Filter the records below, keeping only the lines that contain the string "each". Case matters.

**Provided entries**:
--------------------------------------------------
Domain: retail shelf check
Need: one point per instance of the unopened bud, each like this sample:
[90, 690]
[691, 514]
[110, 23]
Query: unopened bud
--------------------------------------------------
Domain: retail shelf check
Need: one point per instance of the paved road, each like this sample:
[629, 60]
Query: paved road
--------------------------------------------------
**Full response**:
Need: one point per instance of the unopened bud, each like this sample:
Need: one point per instance of the paved road, each like this sample:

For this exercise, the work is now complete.